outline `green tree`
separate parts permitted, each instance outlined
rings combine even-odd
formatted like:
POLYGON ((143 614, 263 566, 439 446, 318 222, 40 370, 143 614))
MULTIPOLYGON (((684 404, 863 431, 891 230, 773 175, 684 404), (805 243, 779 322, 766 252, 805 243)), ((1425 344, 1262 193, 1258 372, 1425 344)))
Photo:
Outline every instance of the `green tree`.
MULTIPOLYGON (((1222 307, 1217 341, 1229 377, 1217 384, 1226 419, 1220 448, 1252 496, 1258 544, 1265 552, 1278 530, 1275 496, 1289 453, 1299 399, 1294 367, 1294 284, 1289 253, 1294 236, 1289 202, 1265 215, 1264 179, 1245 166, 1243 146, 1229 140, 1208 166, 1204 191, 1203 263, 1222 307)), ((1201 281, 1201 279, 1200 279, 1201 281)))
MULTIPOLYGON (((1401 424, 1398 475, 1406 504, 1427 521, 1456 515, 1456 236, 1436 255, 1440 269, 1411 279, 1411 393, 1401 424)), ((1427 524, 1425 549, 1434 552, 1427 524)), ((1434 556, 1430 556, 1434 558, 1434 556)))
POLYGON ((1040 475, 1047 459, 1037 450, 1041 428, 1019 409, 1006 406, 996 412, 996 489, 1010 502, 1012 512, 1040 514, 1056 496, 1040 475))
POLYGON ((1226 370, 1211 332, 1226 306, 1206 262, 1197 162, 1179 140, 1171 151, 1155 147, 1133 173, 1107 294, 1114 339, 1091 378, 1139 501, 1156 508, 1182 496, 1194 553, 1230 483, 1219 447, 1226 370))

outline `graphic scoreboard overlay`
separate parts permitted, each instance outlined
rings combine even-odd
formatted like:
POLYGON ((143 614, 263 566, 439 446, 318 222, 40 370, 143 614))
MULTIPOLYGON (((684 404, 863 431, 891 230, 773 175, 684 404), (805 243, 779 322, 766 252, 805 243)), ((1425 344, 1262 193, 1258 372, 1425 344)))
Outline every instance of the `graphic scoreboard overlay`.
···
*WHAT NEEDS TO BE DONE:*
Reproduce all of the entries above verbatim, without any alteration.

*ANSWER TO THE EXERCISE:*
outline `green tree`
separate parts permitted, each instance outlined
rings combine even-odd
formatted like:
POLYGON ((143 614, 263 566, 439 446, 318 222, 40 370, 143 614))
MULTIPOLYGON (((684 404, 863 431, 891 230, 773 175, 684 404), (805 243, 779 322, 766 252, 805 243)), ((1425 344, 1262 193, 1258 372, 1425 344)))
Photo:
Outline every instance of the `green tree`.
MULTIPOLYGON (((1222 307, 1217 341, 1229 377, 1217 384, 1226 419, 1220 448, 1252 496, 1258 544, 1265 552, 1278 530, 1275 496, 1289 453, 1299 399, 1294 367, 1294 284, 1289 253, 1294 236, 1289 202, 1265 215, 1264 179, 1245 166, 1243 146, 1229 140, 1208 166, 1204 191, 1203 263, 1222 307)), ((1201 281, 1201 279, 1200 279, 1201 281)))
MULTIPOLYGON (((1401 424, 1398 475, 1406 504, 1427 521, 1456 515, 1456 236, 1436 255, 1440 269, 1411 279, 1411 393, 1401 424)), ((1427 524, 1425 549, 1434 552, 1427 524)), ((1434 556, 1430 556, 1434 558, 1434 556)))
POLYGON ((1040 475, 1047 459, 1037 450, 1041 428, 1019 409, 1006 406, 996 412, 996 489, 1010 502, 1012 512, 1040 514, 1056 496, 1040 475))
POLYGON ((1226 370, 1211 332, 1226 306, 1206 262, 1197 162, 1179 140, 1171 151, 1155 147, 1133 173, 1107 294, 1114 339, 1091 378, 1139 501, 1156 508, 1182 496, 1194 553, 1230 483, 1219 447, 1226 370))

outline `graphic scoreboard overlay`
separate parts permitted, each instance outlined
rings combine even-odd
formatted like:
POLYGON ((143 614, 263 566, 439 446, 318 222, 40 370, 143 614))
MULTIPOLYGON (((684 404, 863 431, 891 230, 773 175, 684 404), (805 243, 779 322, 766 252, 805 243)), ((1425 344, 1262 193, 1258 372, 1425 344)))
Outline every instance of the `graphic scoreboard overlay`.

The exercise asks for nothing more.